THINGS TO DO:
- 1) Answer these questions from the article on bariatric surgery and pregnancy, one answer per line, marked as the questions are:
(a) How many women's hospital records did the researchers study?
(b) Between which years did bariatric surgery increase 13-fold?
(c) How many women who had bariatric surgery between a first and second pregnancy did the researchers look at closely?
- 2) For each statement, say yes or no according to the article on bariatric surgery and pregnancy, and quote the words that decide it:
(a) The study described is observational.
(b) The hospital records came from New South Wales, Australia.
(c) The second pregnancies showed more preterm births.
- 3) Continue the article on bariatric surgery and pregnancy from its final sentence.

:: PAGE EXCERPT

Baby Toes

Does Bariatric Surgery Make Pregnancy Safer?

Obesity presents many challenges, but perhaps some of the most troubling can be with pregnancy. It can make getting pregnant more difficult. Also, it can lead to complications in pregnancy. So the news that obesity treatment in the form of bariatric surgery might make pregnancy safer is good news indeed.

An Observational Study

First and foremost, we must note that this most recent study is observational. Ibi Ibiebele and colleagues studied the hospital records for 1.6 million women in New South Wales, Australia. They found a large, 13-fold increase in bariatric surgery between 2002 and 2014.

They also looked closely at 326 women who had bariatric surgery between a first and second pregnancy. And that’s where they found the good news. In the second pregnancies, they found lower rates of problems. Less hypertension, fewer preterm births, and fewer admissions to neonatal intensive care. Smoother pregnancies and births.

::::
:: EXERCISE DATA

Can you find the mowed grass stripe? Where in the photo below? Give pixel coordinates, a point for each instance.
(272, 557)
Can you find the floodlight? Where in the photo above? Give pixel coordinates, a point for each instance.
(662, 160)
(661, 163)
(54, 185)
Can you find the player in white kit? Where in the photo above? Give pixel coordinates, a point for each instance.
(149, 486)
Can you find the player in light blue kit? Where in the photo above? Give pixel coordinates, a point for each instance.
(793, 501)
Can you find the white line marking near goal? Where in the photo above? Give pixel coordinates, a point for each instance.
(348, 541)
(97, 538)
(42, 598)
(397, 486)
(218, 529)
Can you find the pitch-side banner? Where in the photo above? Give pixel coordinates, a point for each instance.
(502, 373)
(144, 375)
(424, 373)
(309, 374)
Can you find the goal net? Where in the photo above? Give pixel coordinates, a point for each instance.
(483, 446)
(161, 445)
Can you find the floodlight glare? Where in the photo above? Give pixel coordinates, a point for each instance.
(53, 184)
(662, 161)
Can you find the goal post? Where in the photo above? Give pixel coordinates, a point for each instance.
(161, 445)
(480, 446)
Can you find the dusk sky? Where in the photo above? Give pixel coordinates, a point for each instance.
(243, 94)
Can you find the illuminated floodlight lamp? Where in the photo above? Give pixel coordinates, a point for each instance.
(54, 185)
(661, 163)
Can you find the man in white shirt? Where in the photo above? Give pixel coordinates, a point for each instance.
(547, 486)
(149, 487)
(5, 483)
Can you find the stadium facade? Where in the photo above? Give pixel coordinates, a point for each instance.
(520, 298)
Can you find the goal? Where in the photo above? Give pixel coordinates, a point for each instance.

::::

ANSWERS PROVIDED:
- 1)
(a) 1.6 million
(b) 2002 and 2014
(c) 326

- 2)
(a) Yes: "this most recent study is observational."
(b) Yes: "the hospital records for 1.6 million women in New South Wales, Australia."
(c) No: "fewer preterm births"

- 3)
Of course, this study is observational. It helps that each patient serves as her own control. Nonetheless, bariatric surgery in this study is not a randomized intervention. It could be that other factors influence the choice to have surgery and those factors are responsible for the better outcomes on the second surgery.

Obesity and Pregnancy

Right now, young women who want to have children may or may not have good access to obesity care. But it’s becoming ever more clear that this makes no sense. Mothers with untreated obesity are more likely to have children with obesity. Research has shown that rates of birth defects are lower when a mother has had bariatric surgery. We’ve even seen that surgery can have epigenetic effects with the potential to reduce the genetic risk of obesity in offspring.

Thus, offering better obesity care to potential mothers may be an important way to prevent obesity in the next generation. The die is cast early and thus, access to good obesity care can prevent many problems down the road.

Click here for the study by Ibiebele et al and here for further reporting on it.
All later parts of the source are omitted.